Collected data
▼▼▼

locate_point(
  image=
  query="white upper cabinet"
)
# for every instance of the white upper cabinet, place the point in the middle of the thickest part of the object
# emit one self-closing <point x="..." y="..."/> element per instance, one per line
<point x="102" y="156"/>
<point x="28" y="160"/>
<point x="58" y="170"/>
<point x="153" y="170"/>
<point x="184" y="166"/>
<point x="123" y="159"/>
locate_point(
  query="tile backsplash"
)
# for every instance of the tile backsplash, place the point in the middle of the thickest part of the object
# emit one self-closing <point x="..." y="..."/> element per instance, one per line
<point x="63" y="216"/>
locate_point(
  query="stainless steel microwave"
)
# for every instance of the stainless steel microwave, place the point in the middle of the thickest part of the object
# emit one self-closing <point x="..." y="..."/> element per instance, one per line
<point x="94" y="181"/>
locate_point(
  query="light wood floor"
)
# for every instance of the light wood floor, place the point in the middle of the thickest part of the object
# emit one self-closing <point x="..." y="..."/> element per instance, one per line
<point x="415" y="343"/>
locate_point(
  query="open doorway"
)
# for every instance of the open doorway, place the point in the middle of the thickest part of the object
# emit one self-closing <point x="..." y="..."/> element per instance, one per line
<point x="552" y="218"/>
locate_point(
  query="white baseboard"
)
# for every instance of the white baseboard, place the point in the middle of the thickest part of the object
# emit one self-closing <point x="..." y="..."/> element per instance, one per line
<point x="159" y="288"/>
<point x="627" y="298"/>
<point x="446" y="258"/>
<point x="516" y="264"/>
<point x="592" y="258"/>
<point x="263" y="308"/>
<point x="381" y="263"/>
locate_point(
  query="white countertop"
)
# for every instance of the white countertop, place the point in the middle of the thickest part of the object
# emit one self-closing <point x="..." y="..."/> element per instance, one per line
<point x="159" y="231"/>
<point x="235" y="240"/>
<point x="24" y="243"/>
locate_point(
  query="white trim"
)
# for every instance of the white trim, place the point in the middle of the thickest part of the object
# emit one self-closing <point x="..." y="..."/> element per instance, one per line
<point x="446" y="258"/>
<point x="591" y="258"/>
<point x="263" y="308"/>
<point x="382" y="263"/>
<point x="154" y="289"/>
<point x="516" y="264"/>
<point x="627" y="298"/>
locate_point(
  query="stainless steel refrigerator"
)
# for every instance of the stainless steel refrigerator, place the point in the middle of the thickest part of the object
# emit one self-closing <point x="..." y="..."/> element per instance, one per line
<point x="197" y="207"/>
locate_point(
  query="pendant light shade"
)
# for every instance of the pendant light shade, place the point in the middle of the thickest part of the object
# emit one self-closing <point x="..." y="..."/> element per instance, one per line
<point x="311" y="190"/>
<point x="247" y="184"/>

▲▲▲

**Activity:**
Copy all the entries verbatim.

**Answer for this exercise:**
locate_point(
  image=
  query="white upper cabinet"
)
# for every instance of the white upper cabinet, place the point in the middle of the thickest part of the object
# emit one self-closing <point x="..." y="..."/> element per instance, one per line
<point x="102" y="156"/>
<point x="28" y="160"/>
<point x="58" y="170"/>
<point x="153" y="170"/>
<point x="184" y="166"/>
<point x="123" y="159"/>
locate_point(
  query="tile backsplash"
)
# for every instance of the tile backsplash, place the point in the middle of the thickest part of the object
# emit one self-closing <point x="..." y="..."/> element per instance, one per line
<point x="63" y="216"/>
locate_point(
  query="stainless steel microwave"
)
# for every instance of the stainless steel microwave, place the point in the middle of the thickest part of the object
# emit one self-closing <point x="..." y="..."/> element per instance, one per line
<point x="94" y="181"/>
locate_point(
  query="light wood floor"
)
# for every instance of the light wood floor, place the point in the middle of the thickest part of the object
# emit one self-closing <point x="..." y="..."/> element per instance, one per line
<point x="415" y="343"/>
locate_point(
  query="open doorway"
)
# for every instance of the open doorway, place the point in the middle of the thickest part of the object
# emit one self-closing <point x="..." y="..."/> element per instance, one per line
<point x="552" y="218"/>
locate_point(
  query="white baseboard"
)
# for every instance of the white baseboard, place the point in the middle of the thickest part of the object
# emit one self-closing <point x="..." y="..."/> element per instance, one per line
<point x="159" y="288"/>
<point x="627" y="298"/>
<point x="446" y="258"/>
<point x="516" y="264"/>
<point x="592" y="258"/>
<point x="263" y="308"/>
<point x="381" y="263"/>
locate_point(
  query="white countertop"
)
# for every instance of the white countertop, place the point in the middle of the thickest part of the object
# emit one self-closing <point x="..." y="..."/> element per instance, one per line
<point x="159" y="231"/>
<point x="235" y="240"/>
<point x="24" y="243"/>
locate_point(
  query="white trim"
)
# for every instance of the white trim, place the point in the middle of the thickest part of the object
# emit one self-closing <point x="..." y="..."/> element per instance, one per line
<point x="446" y="258"/>
<point x="591" y="258"/>
<point x="263" y="308"/>
<point x="382" y="263"/>
<point x="154" y="289"/>
<point x="516" y="264"/>
<point x="627" y="298"/>
locate_point(
  query="stainless steel refrigerator"
)
# for every instance of the stainless steel refrigerator, place the point in the middle of the thickest part of the object
# emit one self-closing <point x="..." y="..."/> element per instance, one per line
<point x="197" y="207"/>
locate_point(
  query="pendant light shade"
)
# for every instance of the pendant light shade, place the point in the middle of the thickest part of the object
# emit one self-closing <point x="..." y="..."/> element per instance, one per line
<point x="311" y="190"/>
<point x="247" y="184"/>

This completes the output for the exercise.